• Action item
List all the lines in these records that hold "below".

• Data supplied
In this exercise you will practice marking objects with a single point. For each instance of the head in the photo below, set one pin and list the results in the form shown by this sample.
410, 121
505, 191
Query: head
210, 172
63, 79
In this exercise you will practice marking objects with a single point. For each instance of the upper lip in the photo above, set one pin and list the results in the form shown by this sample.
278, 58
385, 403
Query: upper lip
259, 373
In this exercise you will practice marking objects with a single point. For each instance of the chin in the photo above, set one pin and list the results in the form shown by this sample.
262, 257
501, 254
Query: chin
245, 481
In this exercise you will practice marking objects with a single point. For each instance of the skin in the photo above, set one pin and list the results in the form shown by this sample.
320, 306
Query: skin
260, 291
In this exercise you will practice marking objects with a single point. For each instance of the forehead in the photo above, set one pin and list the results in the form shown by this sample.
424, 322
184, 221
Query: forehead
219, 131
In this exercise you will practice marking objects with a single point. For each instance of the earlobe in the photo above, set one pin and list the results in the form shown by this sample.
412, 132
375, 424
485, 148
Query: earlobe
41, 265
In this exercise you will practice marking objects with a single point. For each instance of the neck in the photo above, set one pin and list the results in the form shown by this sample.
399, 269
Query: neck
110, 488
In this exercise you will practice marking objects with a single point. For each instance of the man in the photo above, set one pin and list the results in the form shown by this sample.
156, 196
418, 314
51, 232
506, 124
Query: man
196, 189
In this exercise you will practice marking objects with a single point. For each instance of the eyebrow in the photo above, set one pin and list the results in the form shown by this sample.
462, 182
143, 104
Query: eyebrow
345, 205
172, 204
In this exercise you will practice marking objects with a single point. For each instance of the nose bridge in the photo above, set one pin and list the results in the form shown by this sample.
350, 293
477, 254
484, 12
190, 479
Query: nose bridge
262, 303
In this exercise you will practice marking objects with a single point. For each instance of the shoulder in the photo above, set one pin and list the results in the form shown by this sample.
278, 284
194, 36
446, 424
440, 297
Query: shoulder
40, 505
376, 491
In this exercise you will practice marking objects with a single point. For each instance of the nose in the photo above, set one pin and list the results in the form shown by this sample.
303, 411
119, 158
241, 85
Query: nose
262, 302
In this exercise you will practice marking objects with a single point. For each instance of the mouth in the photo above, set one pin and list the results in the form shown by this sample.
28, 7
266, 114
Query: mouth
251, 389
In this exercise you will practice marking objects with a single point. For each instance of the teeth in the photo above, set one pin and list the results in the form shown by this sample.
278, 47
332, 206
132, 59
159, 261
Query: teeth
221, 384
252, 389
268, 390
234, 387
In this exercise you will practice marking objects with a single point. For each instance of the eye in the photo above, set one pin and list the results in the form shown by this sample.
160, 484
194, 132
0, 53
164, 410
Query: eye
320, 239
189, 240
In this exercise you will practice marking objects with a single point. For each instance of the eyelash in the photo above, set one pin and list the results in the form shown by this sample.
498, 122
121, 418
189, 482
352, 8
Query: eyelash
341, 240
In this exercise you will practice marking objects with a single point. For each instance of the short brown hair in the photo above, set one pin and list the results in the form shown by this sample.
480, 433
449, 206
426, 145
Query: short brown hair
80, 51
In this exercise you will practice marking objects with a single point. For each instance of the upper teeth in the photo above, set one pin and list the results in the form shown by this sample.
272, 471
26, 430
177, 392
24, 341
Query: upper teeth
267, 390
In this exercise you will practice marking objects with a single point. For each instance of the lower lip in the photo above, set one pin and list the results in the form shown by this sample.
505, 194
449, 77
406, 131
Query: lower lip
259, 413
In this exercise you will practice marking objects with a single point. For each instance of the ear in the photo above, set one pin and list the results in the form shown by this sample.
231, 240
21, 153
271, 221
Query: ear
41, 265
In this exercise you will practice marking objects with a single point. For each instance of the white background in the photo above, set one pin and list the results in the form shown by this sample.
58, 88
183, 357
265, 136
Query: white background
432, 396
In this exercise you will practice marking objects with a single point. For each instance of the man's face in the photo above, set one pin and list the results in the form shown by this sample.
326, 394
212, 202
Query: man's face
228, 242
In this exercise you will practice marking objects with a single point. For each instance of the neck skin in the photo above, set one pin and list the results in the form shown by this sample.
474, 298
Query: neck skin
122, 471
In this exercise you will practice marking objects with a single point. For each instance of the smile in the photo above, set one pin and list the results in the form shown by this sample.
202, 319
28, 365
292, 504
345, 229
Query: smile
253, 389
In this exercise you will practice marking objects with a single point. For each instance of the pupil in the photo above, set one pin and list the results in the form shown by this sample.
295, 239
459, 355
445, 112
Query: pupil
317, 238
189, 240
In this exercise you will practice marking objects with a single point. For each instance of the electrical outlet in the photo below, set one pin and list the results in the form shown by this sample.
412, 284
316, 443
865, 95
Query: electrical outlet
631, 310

• Solution to this exercise
In this exercise you will practice marking objects with a single point. For each instance of the head in the photo below, set one pin and list the results in the form shown by this sample.
In this exercise you will practice marking objects with a single point. For each instance of the electrical outlet in the photo below, set one pin and list the results in the form shown by this sample.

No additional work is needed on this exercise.